Challenge>
Reproduce every one of the following items verbatim, line by line.

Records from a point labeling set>
— Begin —
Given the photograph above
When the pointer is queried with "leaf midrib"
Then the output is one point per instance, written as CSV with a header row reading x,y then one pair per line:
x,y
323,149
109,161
— End —
The reply>
Given the photograph above
When the pointer is queried with "leaf midrib"
Then the output is one point per instance, written as CSV with a header row reading x,y then one pair per line:
x,y
323,149
109,161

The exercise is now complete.